_Document excerpt_

The forest structure of the Atlantic Forest contains multiple canopies that support an extremely rich vegetation mix. This includes an astonishing diversity of ferns, mosses and epiphytes (“air plants” or plants that attach to other plants), including lianas, orchids and bromeliads.

Is a swampy area in the interior of South America, between Brazil, Paraguay and Bolivia. During 4 months of the year, the rain floods the soil, changing the live of humans and animals. It is considered the cradle of an uncountable number of species, mostly birds, fishes and reptiles. It is the home of the carnivorous fish Piranha, the Brazilian jaguar, the beautiful Toucan and hundreds of other species.

The Pantanal is also one of the world’s most productive habitats. Annual floods, fed by tropical rains, create a giant nursery for aquatic life, including 260 species of fish. As the waters recede in the dry season, the Pantanal attracts a great influx of birds and other animals — one of the hemisphere’s greatest natural phenomena.

The Caatinga is a semi-arid scrub forest situated in the northeast of Brazil. It is extremely rich in natural resources but when compared to the rain forests there is little available information on its biodiversity. The Caatinga is so altered that only a few ecologically important examples of natural habitat remain. The most amazing fact is the Caatinga is unique to Brazil yet only 1% of its habitats are protected.

The Caatinga occupies 11% of the Brazilian territory stretching across 300,000 square miles of the subequatorial zone.

The Caatinga is one of the most populated semi-arid regions in the world and its human occupation dates back to pre-historic times. Rudimentary agriculture and the intense use of natural resources have increased degradation of the land. The Conservancy is the only international conservation organization currently working in the Caatinga.

_Activity_
Please extract everything from "The forest structure" down to "orchids and bromeliads." in the text on Brazilian habitats, word for word.

_Data section_

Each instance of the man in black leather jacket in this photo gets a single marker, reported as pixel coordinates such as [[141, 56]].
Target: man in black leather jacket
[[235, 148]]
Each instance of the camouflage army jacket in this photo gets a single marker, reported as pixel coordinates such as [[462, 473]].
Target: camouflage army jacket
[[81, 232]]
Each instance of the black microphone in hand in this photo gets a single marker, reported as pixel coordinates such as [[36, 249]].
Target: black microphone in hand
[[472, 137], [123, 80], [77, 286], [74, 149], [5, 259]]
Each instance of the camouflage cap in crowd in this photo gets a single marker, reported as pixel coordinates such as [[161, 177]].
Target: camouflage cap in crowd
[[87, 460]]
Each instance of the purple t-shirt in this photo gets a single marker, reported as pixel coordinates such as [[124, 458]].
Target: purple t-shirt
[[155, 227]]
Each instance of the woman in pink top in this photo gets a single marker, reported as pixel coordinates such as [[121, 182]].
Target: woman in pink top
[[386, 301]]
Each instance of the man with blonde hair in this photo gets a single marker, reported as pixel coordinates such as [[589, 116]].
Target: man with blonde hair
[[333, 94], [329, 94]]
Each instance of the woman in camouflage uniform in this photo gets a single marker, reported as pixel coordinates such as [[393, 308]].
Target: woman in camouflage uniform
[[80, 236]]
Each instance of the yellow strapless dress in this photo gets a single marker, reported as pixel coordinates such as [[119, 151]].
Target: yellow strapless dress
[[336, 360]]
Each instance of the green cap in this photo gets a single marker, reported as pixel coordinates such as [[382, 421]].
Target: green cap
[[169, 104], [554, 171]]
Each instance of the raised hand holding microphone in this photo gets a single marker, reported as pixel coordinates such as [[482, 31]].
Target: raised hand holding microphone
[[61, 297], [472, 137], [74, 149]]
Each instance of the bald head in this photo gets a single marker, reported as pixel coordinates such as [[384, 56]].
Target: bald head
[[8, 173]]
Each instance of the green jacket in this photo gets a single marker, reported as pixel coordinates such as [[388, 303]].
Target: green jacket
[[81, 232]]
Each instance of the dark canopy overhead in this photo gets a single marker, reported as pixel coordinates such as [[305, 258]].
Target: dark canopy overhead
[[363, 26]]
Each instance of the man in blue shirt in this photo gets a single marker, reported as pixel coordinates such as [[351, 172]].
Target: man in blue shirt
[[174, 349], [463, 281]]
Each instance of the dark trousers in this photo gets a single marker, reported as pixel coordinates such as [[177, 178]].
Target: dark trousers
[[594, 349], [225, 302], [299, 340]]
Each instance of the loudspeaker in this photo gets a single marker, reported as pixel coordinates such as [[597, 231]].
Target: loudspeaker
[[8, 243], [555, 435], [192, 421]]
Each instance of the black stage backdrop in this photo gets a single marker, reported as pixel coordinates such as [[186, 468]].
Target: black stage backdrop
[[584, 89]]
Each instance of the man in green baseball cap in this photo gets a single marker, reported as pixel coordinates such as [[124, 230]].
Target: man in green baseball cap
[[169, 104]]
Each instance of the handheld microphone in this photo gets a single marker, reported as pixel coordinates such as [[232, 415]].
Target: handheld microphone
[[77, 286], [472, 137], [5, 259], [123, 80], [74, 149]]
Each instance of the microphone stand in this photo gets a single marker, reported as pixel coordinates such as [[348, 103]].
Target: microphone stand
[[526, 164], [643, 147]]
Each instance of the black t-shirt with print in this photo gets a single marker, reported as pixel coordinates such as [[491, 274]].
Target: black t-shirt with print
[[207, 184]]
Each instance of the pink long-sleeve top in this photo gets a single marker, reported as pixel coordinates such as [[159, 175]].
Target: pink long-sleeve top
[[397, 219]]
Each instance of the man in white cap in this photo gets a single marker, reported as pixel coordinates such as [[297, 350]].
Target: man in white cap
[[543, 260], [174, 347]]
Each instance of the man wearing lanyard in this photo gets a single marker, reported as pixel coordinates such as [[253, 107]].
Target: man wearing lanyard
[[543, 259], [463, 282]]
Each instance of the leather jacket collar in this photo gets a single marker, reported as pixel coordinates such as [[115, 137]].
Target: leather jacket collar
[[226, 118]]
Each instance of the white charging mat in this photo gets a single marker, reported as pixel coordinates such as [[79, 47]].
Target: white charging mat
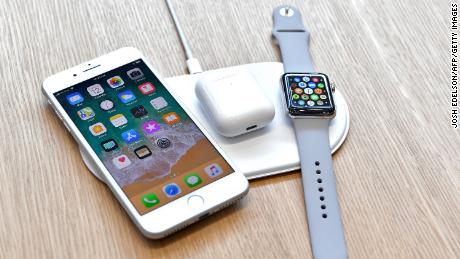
[[267, 151]]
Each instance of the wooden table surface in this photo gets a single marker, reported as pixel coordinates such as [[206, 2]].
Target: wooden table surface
[[398, 172]]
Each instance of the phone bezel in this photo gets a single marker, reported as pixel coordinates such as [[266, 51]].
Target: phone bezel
[[161, 221]]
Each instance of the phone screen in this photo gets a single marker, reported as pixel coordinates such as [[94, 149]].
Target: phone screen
[[147, 142]]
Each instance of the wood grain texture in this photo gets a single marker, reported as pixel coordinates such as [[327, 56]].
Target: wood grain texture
[[398, 173]]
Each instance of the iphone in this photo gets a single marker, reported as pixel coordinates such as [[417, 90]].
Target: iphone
[[157, 159]]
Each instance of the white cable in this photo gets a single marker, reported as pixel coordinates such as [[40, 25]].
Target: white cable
[[193, 64]]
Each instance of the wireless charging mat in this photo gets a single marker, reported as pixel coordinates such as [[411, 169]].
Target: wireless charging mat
[[267, 151]]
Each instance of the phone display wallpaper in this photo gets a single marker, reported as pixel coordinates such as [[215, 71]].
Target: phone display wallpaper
[[147, 142]]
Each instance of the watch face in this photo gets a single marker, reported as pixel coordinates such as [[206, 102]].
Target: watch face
[[308, 94]]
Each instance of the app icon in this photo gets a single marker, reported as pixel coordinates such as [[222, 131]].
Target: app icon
[[121, 162], [192, 180], [75, 98], [127, 96], [146, 88], [130, 136], [109, 145], [95, 90], [163, 143], [106, 105], [159, 103], [171, 118], [139, 111], [97, 129], [150, 199], [115, 82], [86, 113], [118, 120], [298, 91], [142, 152], [213, 170], [151, 127], [171, 190], [135, 74]]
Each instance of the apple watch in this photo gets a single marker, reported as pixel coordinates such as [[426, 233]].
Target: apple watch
[[310, 103]]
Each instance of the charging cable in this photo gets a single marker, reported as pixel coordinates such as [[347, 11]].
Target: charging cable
[[193, 64]]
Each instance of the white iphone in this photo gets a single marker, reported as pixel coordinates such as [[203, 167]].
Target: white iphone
[[156, 158]]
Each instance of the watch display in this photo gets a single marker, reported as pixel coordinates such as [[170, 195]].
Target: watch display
[[308, 94]]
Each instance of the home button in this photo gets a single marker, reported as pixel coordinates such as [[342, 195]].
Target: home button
[[195, 202]]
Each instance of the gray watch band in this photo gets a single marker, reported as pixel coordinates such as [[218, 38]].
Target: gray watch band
[[323, 211], [293, 39]]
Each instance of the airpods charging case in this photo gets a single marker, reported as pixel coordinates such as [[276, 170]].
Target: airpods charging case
[[234, 103]]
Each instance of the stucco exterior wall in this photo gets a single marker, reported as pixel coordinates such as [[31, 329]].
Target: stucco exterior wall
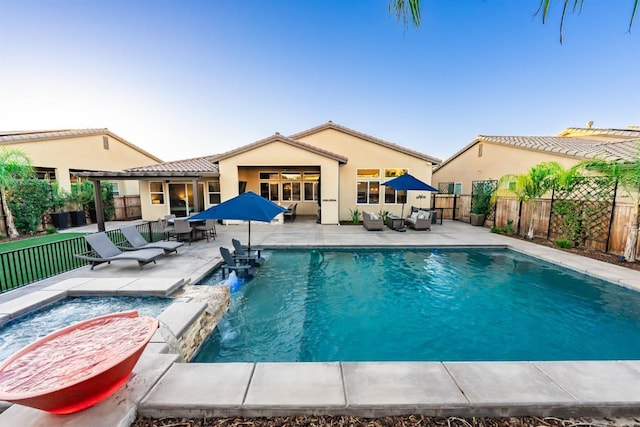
[[495, 162], [365, 154], [85, 153]]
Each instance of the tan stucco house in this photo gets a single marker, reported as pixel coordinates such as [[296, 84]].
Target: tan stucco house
[[57, 154], [327, 171], [491, 157]]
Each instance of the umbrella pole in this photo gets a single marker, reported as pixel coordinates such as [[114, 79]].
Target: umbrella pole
[[249, 243]]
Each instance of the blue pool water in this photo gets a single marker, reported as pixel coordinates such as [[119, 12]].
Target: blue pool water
[[423, 305], [24, 330]]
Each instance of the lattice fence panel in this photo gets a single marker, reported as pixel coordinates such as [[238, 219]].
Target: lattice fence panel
[[583, 213]]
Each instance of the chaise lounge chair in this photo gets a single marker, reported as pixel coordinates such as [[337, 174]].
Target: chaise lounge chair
[[241, 254], [137, 241], [107, 251], [371, 221], [231, 264]]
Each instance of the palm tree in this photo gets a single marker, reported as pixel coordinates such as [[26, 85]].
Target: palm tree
[[403, 8], [14, 164], [628, 176], [532, 185]]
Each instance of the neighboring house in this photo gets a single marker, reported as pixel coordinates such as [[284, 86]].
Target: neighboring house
[[329, 166], [491, 157], [57, 154]]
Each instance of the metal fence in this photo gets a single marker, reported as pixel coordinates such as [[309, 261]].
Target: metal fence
[[27, 265]]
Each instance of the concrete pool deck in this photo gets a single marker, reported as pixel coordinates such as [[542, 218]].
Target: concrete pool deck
[[163, 387]]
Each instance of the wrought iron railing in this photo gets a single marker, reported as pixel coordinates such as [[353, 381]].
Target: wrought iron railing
[[27, 265]]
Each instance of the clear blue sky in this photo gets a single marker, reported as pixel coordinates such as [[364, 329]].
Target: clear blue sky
[[183, 79]]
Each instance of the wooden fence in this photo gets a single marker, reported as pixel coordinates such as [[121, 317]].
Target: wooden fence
[[127, 208], [510, 209]]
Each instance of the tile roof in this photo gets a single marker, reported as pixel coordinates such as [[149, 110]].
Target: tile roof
[[583, 148], [195, 165], [17, 137], [281, 138], [340, 128], [583, 143]]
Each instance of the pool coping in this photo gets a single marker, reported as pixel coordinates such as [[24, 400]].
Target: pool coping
[[571, 388]]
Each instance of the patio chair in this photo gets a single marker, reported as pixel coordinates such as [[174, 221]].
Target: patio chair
[[168, 229], [106, 251], [232, 264], [184, 230], [137, 241], [290, 212], [239, 253], [372, 223], [208, 229], [419, 220]]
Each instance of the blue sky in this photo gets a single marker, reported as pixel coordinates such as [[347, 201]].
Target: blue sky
[[183, 79]]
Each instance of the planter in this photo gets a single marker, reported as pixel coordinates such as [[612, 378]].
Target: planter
[[78, 218], [476, 219], [60, 220]]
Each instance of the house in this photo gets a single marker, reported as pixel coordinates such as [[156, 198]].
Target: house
[[489, 158], [57, 154], [328, 171]]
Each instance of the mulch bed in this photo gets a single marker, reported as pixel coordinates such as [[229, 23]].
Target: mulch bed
[[399, 421]]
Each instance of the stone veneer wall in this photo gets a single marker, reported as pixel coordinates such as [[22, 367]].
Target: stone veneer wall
[[217, 299]]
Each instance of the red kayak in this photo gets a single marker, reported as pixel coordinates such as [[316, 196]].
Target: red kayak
[[77, 366]]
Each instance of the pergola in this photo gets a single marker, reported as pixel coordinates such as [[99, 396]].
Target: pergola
[[98, 176]]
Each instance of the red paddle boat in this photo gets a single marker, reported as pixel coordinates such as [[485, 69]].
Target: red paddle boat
[[77, 366]]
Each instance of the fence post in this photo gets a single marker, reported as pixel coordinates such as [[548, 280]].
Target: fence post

_Response to the exercise_
The forest structure of the Atlantic Forest contains multiple canopies that support an extremely rich vegetation mix. This includes an astonishing diversity of ferns, mosses and epiphytes (“air plants” or plants that attach to other plants), including lianas, orchids and bromeliads.